Quoted passage:
+ + +

Dealing With Big Feelings? You’re Not the Only One
By Youssef Sleiman Oct. 31, 2023
Quirky, wordy and lightning-fast at the keyboard, Youssef Sleiman is a professional writer and brand journalist working in Dallas, Texas. He’s a quick study, a systems thinker with an investigative and creatively divergent mind. His career-defining mission is to “make the important interesting.” His years of experience on the street as a local newspaper reporter in the Pacific Northwest shaped his natural curiosity and insight, sparking his drive to push for a more equitable society.
Overwhelming emotions can paralyze and control you — and they can be rocket fuel to unlocking your potential.
Let’s talk about Vulcans.
Even if you’ve never seen a Star Trek episode, you probably know the pointed ears, raised eyebrows, and expressionless faces.
The Vulcans, an alien species from Star Trek, come across as unfeeling, cold and logical at first glance. The most well-known Vulcan, the cultural icon Spock, symbolizes the emotionless intellectual archetype to millions. However, that’s not the whole story. Vulcans actually experience intense feelings. Feelings so intense their whole society could lurch into lawless, violent anarchy. So their entire culture is devoted to emotional discipline to keep their feelings from controlling them. It’s a compelling concept. If you’ve ever wished you could feel a little less strongly, well, you’re not alone in the world — nor the galaxy.
As a people, they’re Living With Intensity.
Then there’s Spock himself. Fans have watched Spock since 1965 struggle with overexcitabilities, specifically intellectual, psychomotor (Pon Farr, anyone?), sensual — and emotional, of course.
Spock isn’t actually Vulcan. He’s half-Vulcan, half-human — an alien aboard the human starship, an alien on his homeworld. Throughout the whole franchise, Spock is on a sometimes-understated, sometimes-plot centric journey to know himself.
Should he do what’s logical or what feels right?
Should he purge all emotion with an alien ritual?
Can he trust his feelings to guide him?
What would happen if he lets his control slip a little bit? Well ...
The late actor Leonard Nimoy said he portrayed Spock as a man “constantly on the edge of losing it.” It’s the logic versus feeling dichotomy in one leading character. The stoic, inexpressive science officer aboard Star Trek’s Enterprise is arguably the central figure for the franchise.
He’s on a journey to reconcile his human heart and his Vulcan logic. This quest characterizes his whole character arc — and the series never offers a final answer.
In the Star Trek 2009 film, young Spock, uneasy and lost, even questions the logic of his father marrying his mother. Nimoy, in the original series, portrays a man ambivalent in his two natures, surefooted as long as he holds a precarious balance. The wrong alien spore, believing his dearest friend and captain is dead, or even the trilling of tribbles — Spock rushes back to his balance between feeling and emotion. Then in 2009 and 2013, Nimoy brought viewers a version of Spock who’s wizened, both intellectually driven and emotionally affected by the events around him. His Vulcan exterior intact, he also expresses relief, disgust, sorrow and hopefulness. In his advice to his younger self, he encourages a younger version of himself, played by Zachary Quinto, to pursue a career and trust others to rebuild a lost homeworld. “Spock, in this case, do yourself a favor: Put aside logic. Do what feels right.”
Did you notice this? “In this case.”

+ + +

Pointing dataset records:

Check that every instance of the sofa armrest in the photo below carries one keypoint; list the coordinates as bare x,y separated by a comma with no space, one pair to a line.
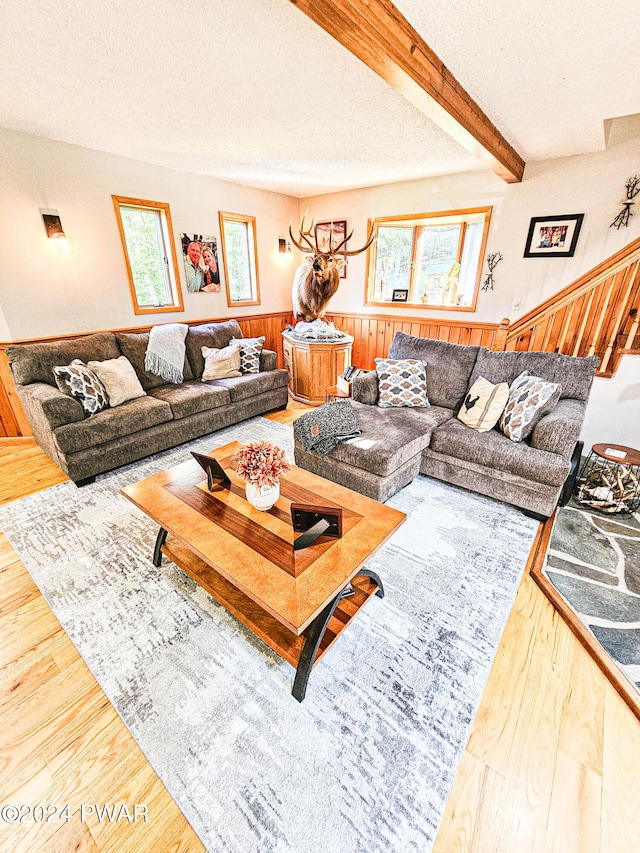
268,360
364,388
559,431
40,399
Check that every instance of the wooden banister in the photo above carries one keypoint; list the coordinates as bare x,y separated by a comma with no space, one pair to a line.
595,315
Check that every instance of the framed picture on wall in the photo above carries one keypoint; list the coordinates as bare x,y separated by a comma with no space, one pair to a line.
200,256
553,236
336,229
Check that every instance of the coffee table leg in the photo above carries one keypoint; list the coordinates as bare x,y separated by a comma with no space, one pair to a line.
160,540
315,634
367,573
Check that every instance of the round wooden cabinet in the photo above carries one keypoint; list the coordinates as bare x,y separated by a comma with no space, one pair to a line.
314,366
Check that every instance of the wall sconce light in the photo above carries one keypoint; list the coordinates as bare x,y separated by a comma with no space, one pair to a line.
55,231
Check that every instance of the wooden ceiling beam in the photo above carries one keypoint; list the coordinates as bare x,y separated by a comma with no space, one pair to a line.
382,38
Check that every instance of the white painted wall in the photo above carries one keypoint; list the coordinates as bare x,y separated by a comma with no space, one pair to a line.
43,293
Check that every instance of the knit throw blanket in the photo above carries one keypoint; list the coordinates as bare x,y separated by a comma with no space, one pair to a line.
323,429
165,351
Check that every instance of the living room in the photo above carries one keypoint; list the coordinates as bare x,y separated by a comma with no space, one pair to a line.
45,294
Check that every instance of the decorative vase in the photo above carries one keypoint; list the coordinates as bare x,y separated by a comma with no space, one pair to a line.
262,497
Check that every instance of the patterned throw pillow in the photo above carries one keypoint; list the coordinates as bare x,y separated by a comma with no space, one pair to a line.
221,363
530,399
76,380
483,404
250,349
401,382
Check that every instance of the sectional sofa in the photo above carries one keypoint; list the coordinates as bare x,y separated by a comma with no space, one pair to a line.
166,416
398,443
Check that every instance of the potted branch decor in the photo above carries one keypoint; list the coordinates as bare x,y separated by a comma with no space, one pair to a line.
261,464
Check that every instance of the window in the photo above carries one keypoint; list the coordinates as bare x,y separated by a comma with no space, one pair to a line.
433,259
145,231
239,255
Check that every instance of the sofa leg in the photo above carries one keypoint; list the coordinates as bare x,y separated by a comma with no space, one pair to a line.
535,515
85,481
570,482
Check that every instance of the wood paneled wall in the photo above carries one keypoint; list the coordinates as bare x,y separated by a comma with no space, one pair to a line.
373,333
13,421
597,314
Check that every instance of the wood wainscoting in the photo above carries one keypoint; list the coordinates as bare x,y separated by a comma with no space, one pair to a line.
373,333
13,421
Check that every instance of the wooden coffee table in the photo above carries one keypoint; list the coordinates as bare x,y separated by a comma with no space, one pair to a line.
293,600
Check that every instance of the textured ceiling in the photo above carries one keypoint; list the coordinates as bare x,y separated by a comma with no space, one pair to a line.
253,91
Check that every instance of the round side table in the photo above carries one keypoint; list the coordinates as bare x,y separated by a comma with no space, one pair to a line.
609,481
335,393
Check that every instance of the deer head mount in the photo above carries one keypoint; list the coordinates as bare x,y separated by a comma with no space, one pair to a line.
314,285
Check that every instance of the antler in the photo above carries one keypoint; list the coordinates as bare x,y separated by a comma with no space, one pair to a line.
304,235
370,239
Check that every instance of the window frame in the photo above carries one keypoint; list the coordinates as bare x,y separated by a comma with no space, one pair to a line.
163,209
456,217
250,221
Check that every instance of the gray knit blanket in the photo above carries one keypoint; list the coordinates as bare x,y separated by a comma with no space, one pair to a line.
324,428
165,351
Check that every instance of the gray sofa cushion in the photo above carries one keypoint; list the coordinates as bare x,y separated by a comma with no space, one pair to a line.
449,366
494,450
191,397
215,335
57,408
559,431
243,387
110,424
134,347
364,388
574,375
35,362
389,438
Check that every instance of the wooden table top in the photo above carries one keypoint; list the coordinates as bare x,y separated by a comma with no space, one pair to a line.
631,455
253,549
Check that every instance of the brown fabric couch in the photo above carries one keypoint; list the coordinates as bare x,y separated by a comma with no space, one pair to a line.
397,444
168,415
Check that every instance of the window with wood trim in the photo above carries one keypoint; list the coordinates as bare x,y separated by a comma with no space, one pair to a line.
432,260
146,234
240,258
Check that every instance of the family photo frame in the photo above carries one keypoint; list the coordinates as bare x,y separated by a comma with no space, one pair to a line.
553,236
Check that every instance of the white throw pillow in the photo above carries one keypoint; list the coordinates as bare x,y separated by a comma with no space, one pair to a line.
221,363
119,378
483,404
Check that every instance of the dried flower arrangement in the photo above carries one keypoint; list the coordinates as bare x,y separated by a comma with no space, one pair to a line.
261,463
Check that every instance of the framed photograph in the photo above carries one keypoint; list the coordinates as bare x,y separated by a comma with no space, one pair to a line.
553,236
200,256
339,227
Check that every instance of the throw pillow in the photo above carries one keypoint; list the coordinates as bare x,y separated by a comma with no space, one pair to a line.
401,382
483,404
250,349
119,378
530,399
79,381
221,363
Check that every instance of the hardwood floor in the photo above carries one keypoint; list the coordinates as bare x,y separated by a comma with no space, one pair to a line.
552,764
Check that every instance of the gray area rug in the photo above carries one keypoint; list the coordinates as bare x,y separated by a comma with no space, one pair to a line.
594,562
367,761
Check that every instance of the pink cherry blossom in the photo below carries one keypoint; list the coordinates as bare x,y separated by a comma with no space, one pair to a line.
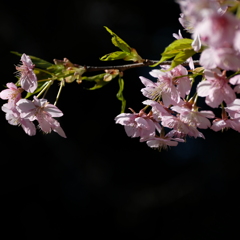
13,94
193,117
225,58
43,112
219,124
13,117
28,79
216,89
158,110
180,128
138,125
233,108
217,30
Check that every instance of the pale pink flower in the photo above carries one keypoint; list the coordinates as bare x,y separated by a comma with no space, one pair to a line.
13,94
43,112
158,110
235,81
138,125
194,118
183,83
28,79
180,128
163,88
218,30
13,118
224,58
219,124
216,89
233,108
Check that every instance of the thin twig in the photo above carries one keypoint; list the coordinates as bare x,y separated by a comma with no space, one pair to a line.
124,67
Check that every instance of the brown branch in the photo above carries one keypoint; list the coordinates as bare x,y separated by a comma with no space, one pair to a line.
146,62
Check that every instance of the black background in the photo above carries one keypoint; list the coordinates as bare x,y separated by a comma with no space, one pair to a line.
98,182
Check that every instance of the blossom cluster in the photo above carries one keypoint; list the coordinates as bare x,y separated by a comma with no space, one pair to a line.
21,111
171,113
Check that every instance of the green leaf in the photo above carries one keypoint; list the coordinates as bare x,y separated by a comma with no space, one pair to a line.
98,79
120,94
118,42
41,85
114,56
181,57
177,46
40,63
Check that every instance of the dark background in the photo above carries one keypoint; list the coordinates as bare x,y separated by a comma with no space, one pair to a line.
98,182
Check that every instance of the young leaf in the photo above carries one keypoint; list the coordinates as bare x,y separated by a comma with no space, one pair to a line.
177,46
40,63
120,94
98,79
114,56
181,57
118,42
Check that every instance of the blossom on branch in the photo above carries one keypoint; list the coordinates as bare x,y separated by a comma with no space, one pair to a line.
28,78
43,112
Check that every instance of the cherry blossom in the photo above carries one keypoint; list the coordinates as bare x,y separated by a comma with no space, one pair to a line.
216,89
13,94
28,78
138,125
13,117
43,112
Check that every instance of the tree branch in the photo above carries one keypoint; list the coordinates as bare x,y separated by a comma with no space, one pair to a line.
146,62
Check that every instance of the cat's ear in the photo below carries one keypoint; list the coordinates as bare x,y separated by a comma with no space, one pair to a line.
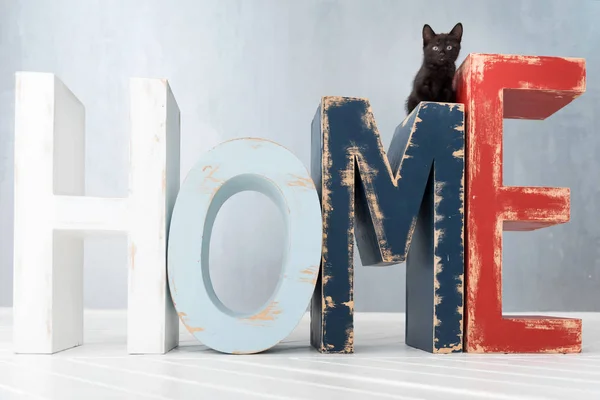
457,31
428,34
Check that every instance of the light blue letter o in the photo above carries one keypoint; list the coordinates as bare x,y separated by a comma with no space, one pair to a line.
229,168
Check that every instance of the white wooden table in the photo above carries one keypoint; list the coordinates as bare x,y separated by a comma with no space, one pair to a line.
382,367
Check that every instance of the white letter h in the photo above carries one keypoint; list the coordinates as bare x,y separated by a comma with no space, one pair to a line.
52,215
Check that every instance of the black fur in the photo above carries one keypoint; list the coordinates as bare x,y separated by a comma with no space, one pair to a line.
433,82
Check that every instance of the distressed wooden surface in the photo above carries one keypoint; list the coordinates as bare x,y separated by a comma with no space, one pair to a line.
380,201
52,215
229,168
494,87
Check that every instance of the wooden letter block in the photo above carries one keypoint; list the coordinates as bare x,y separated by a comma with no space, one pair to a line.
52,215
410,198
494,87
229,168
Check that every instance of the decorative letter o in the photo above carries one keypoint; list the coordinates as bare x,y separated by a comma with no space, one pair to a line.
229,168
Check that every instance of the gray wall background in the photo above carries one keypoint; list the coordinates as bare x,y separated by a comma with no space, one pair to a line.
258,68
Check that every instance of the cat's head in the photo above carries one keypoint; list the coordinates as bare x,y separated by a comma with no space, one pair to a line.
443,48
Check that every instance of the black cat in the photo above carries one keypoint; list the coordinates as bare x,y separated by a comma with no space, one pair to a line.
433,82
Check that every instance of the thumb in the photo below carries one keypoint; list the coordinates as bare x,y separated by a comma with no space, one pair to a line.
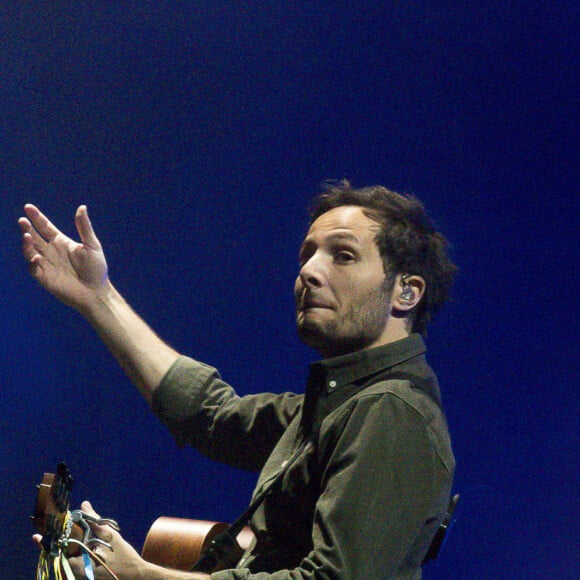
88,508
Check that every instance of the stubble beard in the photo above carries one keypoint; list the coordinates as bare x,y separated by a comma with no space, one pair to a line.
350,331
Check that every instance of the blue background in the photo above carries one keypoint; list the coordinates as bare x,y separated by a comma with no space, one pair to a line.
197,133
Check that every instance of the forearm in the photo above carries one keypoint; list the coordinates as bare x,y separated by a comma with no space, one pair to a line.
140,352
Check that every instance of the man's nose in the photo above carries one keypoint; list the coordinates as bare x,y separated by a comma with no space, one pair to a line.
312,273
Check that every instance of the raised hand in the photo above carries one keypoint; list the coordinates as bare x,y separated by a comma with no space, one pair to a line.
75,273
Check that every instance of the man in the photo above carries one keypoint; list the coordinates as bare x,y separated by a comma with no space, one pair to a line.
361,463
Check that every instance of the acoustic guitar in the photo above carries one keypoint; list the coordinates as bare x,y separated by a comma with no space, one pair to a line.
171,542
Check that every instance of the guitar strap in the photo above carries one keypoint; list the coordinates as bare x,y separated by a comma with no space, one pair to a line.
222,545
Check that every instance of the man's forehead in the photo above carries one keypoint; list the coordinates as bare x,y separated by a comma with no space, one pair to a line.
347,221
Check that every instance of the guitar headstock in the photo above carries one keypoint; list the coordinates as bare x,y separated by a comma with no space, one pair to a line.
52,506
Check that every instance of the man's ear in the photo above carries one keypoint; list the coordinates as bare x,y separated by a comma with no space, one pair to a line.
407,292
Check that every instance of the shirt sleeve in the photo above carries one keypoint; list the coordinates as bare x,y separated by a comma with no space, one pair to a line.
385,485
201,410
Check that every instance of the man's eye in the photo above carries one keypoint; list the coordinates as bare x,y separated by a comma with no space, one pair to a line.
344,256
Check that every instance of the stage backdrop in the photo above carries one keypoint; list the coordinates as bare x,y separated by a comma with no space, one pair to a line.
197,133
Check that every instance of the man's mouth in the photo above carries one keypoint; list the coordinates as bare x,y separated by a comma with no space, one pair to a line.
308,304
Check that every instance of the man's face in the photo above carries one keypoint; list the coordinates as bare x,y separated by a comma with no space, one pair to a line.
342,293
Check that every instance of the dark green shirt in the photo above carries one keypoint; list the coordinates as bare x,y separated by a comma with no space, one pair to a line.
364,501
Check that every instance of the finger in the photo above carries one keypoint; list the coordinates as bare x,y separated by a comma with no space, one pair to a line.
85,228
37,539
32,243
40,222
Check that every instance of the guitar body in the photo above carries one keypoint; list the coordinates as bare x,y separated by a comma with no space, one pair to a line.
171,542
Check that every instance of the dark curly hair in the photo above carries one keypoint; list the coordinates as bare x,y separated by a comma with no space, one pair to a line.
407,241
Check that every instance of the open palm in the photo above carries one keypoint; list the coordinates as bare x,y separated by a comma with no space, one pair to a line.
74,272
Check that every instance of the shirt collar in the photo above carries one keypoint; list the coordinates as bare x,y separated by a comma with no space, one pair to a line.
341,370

+ + +

Instructions:
1. Sum up the Spock essay in two sentences.
2. Reproduce word for word the stretch of the Spock essay from "Should he do" through "for the franchise.".
The entries above come from a separate source.

Task-by-task outputs:
1. Though Vulcans like Spock seem cold and logical, they actually feel emotions so intensely that their entire culture is devoted to emotional discipline. Spock, half-Vulcan and half-human, is on a journey throughout the franchise to reconcile his human heart with his Vulcan logic, and in the 2009 film the older Spock played by Leonard Nimoy advises his younger self, in that case, to put aside logic and do what feels right.

2.
Should he do what’s logical or what feels right?
Should he purge all emotion with an alien ritual?
Can he trust his feelings to guide him?
What would happen if he lets his control slip a little bit? Well ...
The late actor Leonard Nimoy said he portrayed Spock as a man “constantly on the edge of losing it.” It’s the logic versus feeling dichotomy in one leading character. The stoic, inexpressive science officer aboard Star Trek’s Enterprise is arguably the central figure for the franchise.